Fifth Third Burger 0509 Bargains at the ballpark used to be harder to find than a fly ball in the stadium lights. But several Major League Baseball franchises have made recent efforts to ease fans' financial pains (not to mention hunger pangs) at the concessions stand. Remember last season, when nearly half of all MLB parks designated all-you-can-eat seating sections? Back in 2006, the Tampa Bay Rays, who finished last in their division during seven of the team's first eight years in existence, began selling $1 hot dogs on eight Monday nights. The Arizona Diamondbacks thanked fans who had endured what would end as a hugely disappointing 51-111 2004 season by cutting concessions prices in half across the board during the team's final home stand.

Now, with times as tough as a $7 steak, more teams than ever are trimming prices to both satisfy fans and fatten attendance figures. A few are trotting out such fast-food-industry staples as dollar menus and meal deals, even as parking and ticket prices hold steady. During select games at Milwaukee's Miller Park this season, one concessions stand will offer a smaller-than-normal hot dog, a 12-ounce soda, a 24-ounce cup of popcorn, a small ice cream cone and a large cookie for $1 per item. Fans were anticipating long lines before the Brewers even opened the season. "People will miss innings of ball in order to save a few bucks," wrote one individual in response to a Milwaukee Journal Sentinel report. "I'm thinking they're gonna need more than just one dollar stand!" The division rival Cincinnati Reds apparently see it that way, as Great American Ballpark now offers two stands with dollar menus.

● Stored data
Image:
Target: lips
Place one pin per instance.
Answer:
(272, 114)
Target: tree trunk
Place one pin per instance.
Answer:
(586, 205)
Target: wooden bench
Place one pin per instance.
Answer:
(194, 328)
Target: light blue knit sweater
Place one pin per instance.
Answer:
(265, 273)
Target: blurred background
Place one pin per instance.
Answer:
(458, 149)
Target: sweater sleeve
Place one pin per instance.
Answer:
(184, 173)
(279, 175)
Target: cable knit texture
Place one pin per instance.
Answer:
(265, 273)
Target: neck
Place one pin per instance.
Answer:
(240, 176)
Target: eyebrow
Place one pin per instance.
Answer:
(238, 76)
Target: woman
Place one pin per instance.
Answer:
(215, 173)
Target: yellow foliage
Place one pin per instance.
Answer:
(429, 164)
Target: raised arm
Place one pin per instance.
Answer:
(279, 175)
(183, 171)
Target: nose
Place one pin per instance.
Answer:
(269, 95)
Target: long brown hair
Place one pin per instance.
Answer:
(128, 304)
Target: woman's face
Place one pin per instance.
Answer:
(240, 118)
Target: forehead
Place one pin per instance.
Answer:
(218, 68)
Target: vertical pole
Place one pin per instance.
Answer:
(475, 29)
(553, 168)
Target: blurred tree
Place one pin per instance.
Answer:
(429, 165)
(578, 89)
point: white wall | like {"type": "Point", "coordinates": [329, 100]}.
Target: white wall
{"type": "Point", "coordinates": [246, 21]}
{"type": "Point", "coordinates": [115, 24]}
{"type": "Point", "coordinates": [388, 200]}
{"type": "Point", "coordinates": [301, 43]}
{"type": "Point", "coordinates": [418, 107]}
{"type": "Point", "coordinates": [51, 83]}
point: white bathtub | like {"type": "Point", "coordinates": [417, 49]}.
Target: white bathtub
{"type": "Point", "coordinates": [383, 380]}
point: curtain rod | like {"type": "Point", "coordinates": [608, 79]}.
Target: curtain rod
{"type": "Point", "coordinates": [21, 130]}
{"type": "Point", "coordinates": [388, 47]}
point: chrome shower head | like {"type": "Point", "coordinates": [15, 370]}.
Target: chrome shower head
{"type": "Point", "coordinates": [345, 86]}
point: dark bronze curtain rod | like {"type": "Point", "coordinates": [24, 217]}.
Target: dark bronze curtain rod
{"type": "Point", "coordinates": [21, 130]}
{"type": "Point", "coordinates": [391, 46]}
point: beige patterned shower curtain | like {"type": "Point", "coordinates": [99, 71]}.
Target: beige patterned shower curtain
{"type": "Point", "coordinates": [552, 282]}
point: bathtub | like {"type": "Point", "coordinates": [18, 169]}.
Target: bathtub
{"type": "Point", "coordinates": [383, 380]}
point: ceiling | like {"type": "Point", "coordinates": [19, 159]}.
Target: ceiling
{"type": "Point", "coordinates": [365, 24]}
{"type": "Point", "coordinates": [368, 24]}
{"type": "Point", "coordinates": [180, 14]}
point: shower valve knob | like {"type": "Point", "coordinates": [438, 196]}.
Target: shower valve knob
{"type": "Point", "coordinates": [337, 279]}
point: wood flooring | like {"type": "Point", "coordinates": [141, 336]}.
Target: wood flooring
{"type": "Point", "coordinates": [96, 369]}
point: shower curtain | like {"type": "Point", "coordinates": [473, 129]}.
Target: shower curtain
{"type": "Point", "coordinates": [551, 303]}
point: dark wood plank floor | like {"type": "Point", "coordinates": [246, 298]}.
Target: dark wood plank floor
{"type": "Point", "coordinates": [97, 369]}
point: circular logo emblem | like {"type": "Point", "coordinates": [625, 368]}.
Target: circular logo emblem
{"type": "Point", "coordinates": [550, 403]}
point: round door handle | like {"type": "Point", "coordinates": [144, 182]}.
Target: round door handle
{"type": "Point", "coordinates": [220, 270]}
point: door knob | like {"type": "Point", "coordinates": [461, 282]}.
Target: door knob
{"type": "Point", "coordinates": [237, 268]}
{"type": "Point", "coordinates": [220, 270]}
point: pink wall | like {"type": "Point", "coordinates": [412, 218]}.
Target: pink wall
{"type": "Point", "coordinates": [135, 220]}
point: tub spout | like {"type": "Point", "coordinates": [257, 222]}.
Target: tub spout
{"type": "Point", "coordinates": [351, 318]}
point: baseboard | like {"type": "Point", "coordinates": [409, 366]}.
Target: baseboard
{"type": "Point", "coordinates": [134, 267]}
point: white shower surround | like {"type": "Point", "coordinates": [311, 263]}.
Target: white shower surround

● Task details
Carry the article on ballpark concession discounts forward from its final sentence.

● Answer section
The Pittsburgh Pirates are serving so-called Dollar Dogs at all 13 Friday night games at PNC Park, as opposed to only five Wednesday nights in 2008. In San Diego, fans can purchase the Padres Stimulus Package - a regular hot dog, a 22-ounce soda, a medium bag of popcorn, a small bag of peanuts and a large cookie for $5. Purchased separately, the food would cost $8 to $10 more, Richard Anderson, the Padres' executive vice president of ballpark management, told Sports Business Journal. The hot dog alone would cost $4. Pricing on select concessions at New York Mets games has gone the way of Citigroup stock (but not nearly as far), dropping between 15 and 29 percent from a year ago, despite the fact that the team is breaking in its new $850 million ballpark, Citi Field.

Downsizing isn't for everyone, though. The West Michigan Whitecaps is one Minor League franchise that's thinking big this season. For $20, fans attending games at Fifth Third Ballpark can purchase the Fifth Third Burger, a sandwich featuring five third-pound beef patties, five slices of cheese and nearly a cup of chili inside a sesame-seed bun made from one pound of dough. Susan Levin, a staff dietician for the Washington D.C.-based Physicians Committee for Responsible Medicine, sent a letter dated April 1 to the Whitecaps requesting that the 4,800-calorie "dietary disaster" carry a label: "WARNING - Eating meat is associated with increased risk of heart disease, cancer and death." A team spokesperson told the Associated Press that the burger represents a gimmick, and is in fact being promoted as unhealthy.

In addition to everything else, will that 8-inch bun hold value for fan and franchise alike? Too soon to tell. But at least individuals who manage to consume the four pounds of food before the final out is recorded will receive a free T-shirt.